▼▼▼
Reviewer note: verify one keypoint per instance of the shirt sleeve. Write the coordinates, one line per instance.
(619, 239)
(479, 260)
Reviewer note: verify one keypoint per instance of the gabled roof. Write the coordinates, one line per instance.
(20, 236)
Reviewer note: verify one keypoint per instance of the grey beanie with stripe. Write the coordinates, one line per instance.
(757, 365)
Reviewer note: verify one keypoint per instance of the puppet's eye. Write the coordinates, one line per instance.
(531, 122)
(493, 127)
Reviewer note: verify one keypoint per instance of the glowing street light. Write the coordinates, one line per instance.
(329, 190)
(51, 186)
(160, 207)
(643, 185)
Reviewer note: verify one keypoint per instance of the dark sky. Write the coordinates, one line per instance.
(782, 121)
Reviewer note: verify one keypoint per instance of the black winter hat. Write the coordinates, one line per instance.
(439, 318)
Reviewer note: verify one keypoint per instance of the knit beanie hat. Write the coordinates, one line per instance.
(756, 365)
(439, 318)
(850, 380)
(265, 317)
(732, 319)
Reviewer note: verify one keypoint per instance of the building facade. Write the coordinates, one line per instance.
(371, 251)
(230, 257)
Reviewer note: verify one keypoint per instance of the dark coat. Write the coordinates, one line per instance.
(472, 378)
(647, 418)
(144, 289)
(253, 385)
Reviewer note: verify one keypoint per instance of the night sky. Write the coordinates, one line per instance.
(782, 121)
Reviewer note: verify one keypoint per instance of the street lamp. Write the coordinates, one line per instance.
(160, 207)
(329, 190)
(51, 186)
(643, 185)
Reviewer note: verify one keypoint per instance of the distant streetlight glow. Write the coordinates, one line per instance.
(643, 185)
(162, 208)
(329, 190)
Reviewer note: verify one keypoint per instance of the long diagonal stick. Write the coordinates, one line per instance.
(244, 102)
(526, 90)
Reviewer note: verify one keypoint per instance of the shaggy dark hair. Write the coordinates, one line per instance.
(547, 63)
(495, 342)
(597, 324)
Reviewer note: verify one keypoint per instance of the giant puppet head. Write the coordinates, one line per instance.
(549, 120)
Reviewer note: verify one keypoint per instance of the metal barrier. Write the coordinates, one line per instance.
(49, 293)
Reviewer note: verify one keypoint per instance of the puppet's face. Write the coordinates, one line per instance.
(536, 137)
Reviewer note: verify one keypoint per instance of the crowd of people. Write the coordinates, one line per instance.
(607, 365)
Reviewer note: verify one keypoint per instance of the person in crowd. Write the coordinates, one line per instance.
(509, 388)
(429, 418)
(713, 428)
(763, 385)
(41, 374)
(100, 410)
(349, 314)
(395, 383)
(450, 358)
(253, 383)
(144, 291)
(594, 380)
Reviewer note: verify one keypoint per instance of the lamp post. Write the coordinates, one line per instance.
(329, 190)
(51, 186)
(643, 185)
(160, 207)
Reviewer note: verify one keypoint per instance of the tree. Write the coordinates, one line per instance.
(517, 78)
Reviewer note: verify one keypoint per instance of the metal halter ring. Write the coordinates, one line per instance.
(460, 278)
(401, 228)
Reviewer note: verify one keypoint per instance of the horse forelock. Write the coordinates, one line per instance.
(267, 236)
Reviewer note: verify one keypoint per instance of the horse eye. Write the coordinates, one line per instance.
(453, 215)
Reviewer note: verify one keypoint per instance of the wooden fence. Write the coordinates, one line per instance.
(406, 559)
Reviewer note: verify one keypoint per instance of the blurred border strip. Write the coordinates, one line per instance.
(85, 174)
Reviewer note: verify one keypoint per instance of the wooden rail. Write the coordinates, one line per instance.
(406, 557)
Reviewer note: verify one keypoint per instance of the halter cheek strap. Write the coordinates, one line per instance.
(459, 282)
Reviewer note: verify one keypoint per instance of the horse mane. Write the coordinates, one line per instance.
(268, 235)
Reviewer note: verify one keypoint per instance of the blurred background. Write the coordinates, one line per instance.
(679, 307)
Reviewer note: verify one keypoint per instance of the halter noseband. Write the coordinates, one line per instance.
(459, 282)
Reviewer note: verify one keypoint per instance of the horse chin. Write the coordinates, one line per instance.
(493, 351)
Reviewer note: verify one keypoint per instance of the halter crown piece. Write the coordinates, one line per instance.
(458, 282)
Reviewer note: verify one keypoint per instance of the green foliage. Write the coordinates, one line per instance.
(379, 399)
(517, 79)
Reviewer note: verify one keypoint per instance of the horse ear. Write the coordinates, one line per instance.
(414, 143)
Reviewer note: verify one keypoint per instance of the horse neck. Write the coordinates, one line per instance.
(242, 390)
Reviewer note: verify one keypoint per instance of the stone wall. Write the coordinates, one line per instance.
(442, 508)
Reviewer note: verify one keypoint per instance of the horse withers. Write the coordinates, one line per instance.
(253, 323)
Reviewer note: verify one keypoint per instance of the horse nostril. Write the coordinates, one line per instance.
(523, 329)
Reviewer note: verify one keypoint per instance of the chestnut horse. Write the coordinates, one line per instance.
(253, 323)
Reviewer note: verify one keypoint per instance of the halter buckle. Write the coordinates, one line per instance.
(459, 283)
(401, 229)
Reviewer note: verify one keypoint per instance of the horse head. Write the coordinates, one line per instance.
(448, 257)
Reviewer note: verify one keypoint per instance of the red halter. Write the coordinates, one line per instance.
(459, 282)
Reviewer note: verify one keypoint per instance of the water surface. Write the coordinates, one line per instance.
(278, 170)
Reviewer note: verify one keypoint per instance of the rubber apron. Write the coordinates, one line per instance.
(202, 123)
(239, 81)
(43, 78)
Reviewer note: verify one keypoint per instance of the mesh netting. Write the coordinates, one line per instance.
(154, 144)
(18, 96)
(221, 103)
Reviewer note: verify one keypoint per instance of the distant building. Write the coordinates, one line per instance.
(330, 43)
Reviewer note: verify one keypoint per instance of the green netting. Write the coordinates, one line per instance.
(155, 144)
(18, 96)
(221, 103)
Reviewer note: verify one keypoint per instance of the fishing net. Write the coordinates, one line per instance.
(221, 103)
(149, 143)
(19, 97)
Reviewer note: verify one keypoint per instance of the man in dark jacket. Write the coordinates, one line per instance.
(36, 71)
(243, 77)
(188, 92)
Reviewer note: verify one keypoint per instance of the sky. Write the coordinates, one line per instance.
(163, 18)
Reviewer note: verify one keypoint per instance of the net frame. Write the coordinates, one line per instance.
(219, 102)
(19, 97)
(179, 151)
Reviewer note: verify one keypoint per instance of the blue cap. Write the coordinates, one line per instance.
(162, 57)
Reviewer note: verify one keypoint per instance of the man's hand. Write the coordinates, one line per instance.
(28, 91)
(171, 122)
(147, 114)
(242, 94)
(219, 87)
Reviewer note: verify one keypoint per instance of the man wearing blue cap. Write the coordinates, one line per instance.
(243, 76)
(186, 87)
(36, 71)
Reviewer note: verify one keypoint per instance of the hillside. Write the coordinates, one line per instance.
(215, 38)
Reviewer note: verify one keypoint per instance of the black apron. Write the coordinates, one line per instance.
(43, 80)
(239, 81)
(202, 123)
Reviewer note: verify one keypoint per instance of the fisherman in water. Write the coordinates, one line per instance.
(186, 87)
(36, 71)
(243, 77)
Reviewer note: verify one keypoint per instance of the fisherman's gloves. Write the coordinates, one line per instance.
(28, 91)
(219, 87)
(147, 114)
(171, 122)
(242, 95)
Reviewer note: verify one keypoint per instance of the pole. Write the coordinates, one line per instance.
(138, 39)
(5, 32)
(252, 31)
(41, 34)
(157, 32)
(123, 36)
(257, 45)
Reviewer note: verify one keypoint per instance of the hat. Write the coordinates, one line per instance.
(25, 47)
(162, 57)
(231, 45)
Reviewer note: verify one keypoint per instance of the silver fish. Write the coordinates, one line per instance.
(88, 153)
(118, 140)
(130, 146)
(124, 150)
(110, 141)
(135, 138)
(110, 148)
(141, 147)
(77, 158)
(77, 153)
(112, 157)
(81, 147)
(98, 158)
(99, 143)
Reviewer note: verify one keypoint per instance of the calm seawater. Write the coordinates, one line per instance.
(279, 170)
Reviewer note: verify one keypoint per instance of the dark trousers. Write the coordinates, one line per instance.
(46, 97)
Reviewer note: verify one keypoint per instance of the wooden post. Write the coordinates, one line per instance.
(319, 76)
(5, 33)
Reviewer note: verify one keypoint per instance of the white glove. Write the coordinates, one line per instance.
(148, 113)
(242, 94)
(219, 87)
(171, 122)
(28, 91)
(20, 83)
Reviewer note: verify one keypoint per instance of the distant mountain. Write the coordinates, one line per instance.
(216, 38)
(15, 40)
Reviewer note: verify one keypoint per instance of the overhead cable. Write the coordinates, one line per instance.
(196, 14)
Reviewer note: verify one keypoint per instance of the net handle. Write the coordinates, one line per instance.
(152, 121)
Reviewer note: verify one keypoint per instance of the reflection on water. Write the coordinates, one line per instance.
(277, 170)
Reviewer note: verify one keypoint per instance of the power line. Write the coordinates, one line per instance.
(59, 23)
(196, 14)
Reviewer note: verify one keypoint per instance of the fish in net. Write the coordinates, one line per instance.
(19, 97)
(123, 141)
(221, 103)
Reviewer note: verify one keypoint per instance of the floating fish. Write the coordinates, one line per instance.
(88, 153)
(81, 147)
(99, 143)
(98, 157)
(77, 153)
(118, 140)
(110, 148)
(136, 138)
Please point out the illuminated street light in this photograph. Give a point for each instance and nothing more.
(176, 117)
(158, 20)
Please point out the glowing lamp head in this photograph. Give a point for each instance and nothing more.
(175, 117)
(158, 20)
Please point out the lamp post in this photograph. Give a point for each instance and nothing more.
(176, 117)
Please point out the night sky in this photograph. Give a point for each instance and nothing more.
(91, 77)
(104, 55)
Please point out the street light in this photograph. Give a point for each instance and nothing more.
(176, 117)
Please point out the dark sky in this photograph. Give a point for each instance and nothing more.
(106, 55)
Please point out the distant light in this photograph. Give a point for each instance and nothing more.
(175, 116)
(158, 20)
▲▲▲
**Requirement:** Nothing but the lines from the line with "Reviewer note: verify one keypoint per instance of the overhead" to the last line of the listing above should appear; please retype them exactly, both ends included.

**Answer section:**
Reviewer note: verify one keypoint per instance of the overhead cable. Write the coordinates, one line per instance.
(196, 14)
Reviewer note: verify one keypoint per instance of the net handle. Write the coordinates, one line per instance.
(152, 121)
Reviewer note: verify one keypoint per instance of the reflection on water. Write the coordinates, one line per instance.
(277, 170)
Reviewer note: verify one keypoint per instance of the power line. Write the coordinates, one line per instance.
(59, 23)
(196, 14)
Reviewer note: verify one keypoint per instance of the fish in net. Write the coordinates, one line per instance.
(19, 97)
(123, 141)
(221, 103)
Reviewer note: verify one keypoint per instance of the floating fish. Write the coordinates, one line per instance.
(88, 153)
(81, 147)
(99, 143)
(98, 157)
(77, 153)
(118, 140)
(110, 148)
(136, 138)
Please point out the illuminated street light in this photograph. Give a point for each instance and nothing more.
(176, 117)
(158, 20)
Please point out the glowing lamp head in this photograph. Give a point for each instance and nothing more.
(175, 117)
(158, 20)
Please point out the lamp post in this photograph. Give a point for each instance and nothing more.
(176, 117)
Please point out the night sky in this photograph. Give a point for each instance and nothing more.
(91, 77)
(104, 55)
Please point out the street light in this photograph. Give a point for each instance and nothing more.
(176, 117)
Please point out the dark sky in this photograph. Give a point for each instance and nothing more.
(106, 55)
Please point out the distant light in this photograph. Give a point for each instance and nothing more.
(175, 116)
(158, 20)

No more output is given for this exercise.